#### [To be done]
Change "suit jacket" to "blazer" wherever it appears in the lines below, and leave everything else as it is.

Point labeling lines:
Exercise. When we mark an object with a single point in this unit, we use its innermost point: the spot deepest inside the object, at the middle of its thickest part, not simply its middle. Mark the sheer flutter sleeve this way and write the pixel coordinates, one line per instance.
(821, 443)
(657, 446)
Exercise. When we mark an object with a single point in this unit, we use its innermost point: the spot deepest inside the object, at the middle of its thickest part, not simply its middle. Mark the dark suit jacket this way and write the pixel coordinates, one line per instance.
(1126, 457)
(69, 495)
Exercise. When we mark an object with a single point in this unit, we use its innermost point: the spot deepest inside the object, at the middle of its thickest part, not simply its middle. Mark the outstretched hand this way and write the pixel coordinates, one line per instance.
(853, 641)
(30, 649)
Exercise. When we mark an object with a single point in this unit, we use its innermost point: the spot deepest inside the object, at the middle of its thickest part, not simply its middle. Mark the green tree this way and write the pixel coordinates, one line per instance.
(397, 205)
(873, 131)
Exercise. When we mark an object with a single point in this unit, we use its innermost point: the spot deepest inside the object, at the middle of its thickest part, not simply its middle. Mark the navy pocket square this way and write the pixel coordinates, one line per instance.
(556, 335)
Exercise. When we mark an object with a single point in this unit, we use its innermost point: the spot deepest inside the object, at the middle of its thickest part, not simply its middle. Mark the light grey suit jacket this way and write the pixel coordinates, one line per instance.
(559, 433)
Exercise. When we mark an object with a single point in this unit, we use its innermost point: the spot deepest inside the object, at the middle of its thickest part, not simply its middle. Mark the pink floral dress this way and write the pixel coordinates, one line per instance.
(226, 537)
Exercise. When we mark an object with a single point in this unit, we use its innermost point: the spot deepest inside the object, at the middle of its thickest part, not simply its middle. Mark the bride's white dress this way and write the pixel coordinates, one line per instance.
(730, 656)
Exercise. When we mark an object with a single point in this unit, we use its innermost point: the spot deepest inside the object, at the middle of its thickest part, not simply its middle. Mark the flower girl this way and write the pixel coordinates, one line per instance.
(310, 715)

#### [Complete response]
Exercise. When we mark an object with a single point in this unit, we use its innermost point: the spot deepest inside the object, at the middle of its thickest part, not simply its middle. Mark the sheer flutter sleeve this way and write the pixel coordinates, one line per instance.
(821, 443)
(657, 446)
Exercise. When we mark an object with a single point in this unit, we use its innermost point: the spot deepest inside the object, at the middle of its thickest part, not simply its middle. Mark the dark blazer this way and write the pixel coordinates, one line per instance.
(1126, 457)
(69, 495)
Exercise. When we mark an object with a single point in this unit, we use its innermost point: the spot deepest inside the object, at the middle of its thickest part, not simply its middle. Mark the outstretched hand this way and write the pixel coordinates, one line per instance.
(853, 641)
(30, 649)
Exercise. When we mark an object with a single point in this unit, we use its innermost point: the spot deepest inside the object, at the middle of its thickest part, not simply its middle. Mark the green tree this way and write the pixel coordinates, one line per instance.
(397, 205)
(873, 131)
Exercise. When we mark an object with a single point in this unit, we use its innermost point: the spot deepest inside the object, at the middle of its thickest part, not simply its middle. Mark the navy pocket square this way and write the pixel coordinates, one line per instance.
(556, 335)
Exercise. When we mark an object with a single point in this unit, we use its innermost point: the spot deepest inside the object, at the middle of its thickest part, not simply its middle. Mark the light grey blazer this way and write the pixel coordinates, one line per instance.
(559, 433)
Exercise. When we mark an object with a single point in this unit, we use its innermost point: the spot deepest inside the object, at the middle of its thickest part, not simply its middle. Mark the pink floral dress this way and write the pixel coordinates, one line per instance.
(226, 537)
Exercise. When we mark an object with a single point in this unit, we use its innermost point: the spot deepest inside the object, at the middle of its thickest part, not simply its middle. Mark the bride's white dress this way and write the pixel coordinates, one line per instance.
(730, 656)
Exercise. When we mark an object with a single point in this unit, we use its innermost point: the spot deepest inside the object, at the middle of its thickest part, not simply its middle. Mark the flower girl this way and write the pixel coordinates, one line per instance.
(310, 715)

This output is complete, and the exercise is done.